設問 ::
a. 次の(i)〜(iii)が課題文の内容と合っているか、それぞれ「はい」か「いいえ」で答え、判断の決め手となる課題文の語句をそのまま引用すること。(i) 病院は第二種感染症指定医療機関として新型コロナ陽性患者を受け入れた。(ii) 令和2年度決算では、全ての指標が前年度より改善した。(iii) 有形固定資産に関する経営指標は、類似団体の平均値と大きく乖離している。
b. 課題文によると、令和2年度の収益的収支で計上した純損失はおよそいくらか、答えてください。

--- 課題文 ---

地域において担っている役割
山城南圏域における、唯一の中核的公立病院として、救急医療及び小児・周産期医療などの不採算部門にかかわる政策的医療をはじめ、感染症医療や災害医療等を担っている。特に令和2年度においては、第二種感染症指定医療機関として、新型コロナ陽性患者の受け入れや、感染症疑い患者の検査・診察等を実施し、地域の感染症医療の中心的な役割を担い、感染拡大防止に資することができた。また、引き続き地域医療支援病院として、地域の医療機関等との密接な連携や専門外来・入院等の面で地域医療の中核的な役割を担うこととする。
経営の健全性・効率性について
令和2年度決算においては、新型コロナウイルス感染症流行に伴う受診控え等が大きく影響し、「患者1人1日当たり収益」を除く全ての指標において、前年度比で悪化する結果となった。なお、「患者1人1日当たり収益」の上昇については、コロナ禍における診療報酬上の特例措置による影響等が考えられ、また「経常収支比率」が類似病院の傾向から大きく乖離している要因は、他病院と比較して国庫補助金等の医業外収益が少額となったことによる影響等が考えられる。以上、引き続きマンパワー充実による受入体制の整備、救急搬送受容率の強化、地域医療機関との連携強化等を推進し、健全経営に努めたい。
老朽化の状況について
有形固定資産の更新については、新公立病院改革プラン等で策定した投資計画に基づき、適切に管理しており、経営指標においても類似団体との平均値と比較し、大幅な乖離は無い。今後も経営状況を鑑みながら、山城南医療圏の医療需要に対して、地域に必要な医療機能を確保し、政策医療や良質な医療を安定的かつ継続的に提供するために、有形固定資産の適切な更新・整備を図る。
全体総括
収益的収支については、新型コロナウイルス感染症による受診控え等の影響を大きく受け、約1億3千万円の純損失を計上する3期ぶりの赤字決算となった。今後は、新公立病院改革プラン(経営計画)に基づき、地域医療支援病院として適切なマンパワーの充実、中核病院としての主要な医療機器等の更新・整備を図るとともに、さらなる経営の改善に努める。また、引き続き京都府南部の唯一の公立病院として地域医療の拠点としての役割を果たすため、高齢化の進行に伴い増加する疾患への対応、救急医療の受入強化等を推進していく事が重要と考える。

--- 提供データ ---

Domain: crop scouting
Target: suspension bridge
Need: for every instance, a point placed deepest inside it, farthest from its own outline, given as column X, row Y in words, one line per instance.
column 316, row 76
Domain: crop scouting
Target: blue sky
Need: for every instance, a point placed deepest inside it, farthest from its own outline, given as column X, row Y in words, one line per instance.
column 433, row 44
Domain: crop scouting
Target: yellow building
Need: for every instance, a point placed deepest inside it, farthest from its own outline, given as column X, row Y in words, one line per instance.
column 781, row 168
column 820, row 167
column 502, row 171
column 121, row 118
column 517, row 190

---
--- 提供データ ---

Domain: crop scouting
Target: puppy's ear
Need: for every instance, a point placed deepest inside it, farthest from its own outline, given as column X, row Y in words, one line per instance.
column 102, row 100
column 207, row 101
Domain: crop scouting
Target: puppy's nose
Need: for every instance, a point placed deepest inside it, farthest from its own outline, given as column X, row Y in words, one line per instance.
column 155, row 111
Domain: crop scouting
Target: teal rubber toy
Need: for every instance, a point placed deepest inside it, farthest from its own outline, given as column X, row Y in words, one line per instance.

---

解答 ::
a.
(i) はい。「第二種感染症指定医療機関として、新型コロナ陽性患者の受け入れ」
(ii) いいえ。「「患者1人1日当たり収益」を除く全ての指標において、前年度比で悪化する結果となった」
(iii) いいえ。「大幅な乖離は無い」

b. 約1億3千万円。